Written instruction
Update the listing from the line with "indicate: sea" through the end of the listing, replacing "one point per instance" with "a single point for each instance" and keeping everything else the same. Return only those lines.

Dataset
▼
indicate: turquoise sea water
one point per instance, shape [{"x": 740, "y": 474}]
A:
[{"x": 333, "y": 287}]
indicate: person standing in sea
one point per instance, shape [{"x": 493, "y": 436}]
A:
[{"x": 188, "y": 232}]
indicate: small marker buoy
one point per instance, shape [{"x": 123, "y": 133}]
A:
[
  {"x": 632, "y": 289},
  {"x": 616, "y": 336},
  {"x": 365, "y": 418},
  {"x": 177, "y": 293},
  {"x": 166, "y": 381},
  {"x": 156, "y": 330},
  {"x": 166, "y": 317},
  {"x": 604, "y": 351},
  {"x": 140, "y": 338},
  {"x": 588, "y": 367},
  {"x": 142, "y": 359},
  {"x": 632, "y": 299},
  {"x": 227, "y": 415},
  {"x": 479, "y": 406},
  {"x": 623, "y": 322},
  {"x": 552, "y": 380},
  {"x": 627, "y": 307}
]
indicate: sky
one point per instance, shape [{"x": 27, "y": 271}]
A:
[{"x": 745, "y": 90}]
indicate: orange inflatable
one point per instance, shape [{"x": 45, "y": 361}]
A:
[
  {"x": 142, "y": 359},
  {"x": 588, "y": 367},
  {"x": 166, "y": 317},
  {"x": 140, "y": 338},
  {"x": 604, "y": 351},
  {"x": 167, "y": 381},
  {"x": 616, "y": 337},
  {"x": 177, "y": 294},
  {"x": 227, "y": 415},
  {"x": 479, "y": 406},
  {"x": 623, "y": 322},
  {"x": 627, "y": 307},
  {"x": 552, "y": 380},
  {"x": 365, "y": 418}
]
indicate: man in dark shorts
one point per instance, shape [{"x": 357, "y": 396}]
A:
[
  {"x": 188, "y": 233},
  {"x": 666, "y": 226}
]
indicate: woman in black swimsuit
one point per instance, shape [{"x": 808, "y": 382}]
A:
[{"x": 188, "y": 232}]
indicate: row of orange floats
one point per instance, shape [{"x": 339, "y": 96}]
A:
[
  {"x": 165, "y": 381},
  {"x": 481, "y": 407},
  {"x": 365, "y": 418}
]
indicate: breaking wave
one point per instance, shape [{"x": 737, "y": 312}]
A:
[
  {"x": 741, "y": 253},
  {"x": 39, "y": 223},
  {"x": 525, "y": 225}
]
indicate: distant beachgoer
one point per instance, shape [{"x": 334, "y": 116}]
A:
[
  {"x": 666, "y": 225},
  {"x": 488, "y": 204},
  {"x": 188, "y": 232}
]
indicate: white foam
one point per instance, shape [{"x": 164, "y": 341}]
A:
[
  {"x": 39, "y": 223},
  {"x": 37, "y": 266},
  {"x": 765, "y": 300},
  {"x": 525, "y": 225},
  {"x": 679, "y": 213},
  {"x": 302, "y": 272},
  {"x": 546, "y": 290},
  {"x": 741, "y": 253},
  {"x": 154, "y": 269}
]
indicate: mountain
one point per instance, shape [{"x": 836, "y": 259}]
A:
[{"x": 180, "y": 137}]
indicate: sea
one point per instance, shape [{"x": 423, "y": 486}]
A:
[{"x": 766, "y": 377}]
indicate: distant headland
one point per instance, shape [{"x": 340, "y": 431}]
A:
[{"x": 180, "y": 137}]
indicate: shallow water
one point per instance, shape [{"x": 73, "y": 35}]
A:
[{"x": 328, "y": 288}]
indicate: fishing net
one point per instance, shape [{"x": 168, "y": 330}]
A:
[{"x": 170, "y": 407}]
▲
Solution
indicate: sea
a single point for each instance, shape [{"x": 423, "y": 486}]
A:
[{"x": 766, "y": 377}]
indicate: distant headland
a single point for each instance, shape [{"x": 340, "y": 431}]
A:
[{"x": 180, "y": 137}]
indicate: shallow water
a single point for each instance, shape [{"x": 73, "y": 35}]
A:
[{"x": 328, "y": 288}]
indicate: fishing net
a single point for each instance, shape [{"x": 168, "y": 330}]
A:
[{"x": 170, "y": 407}]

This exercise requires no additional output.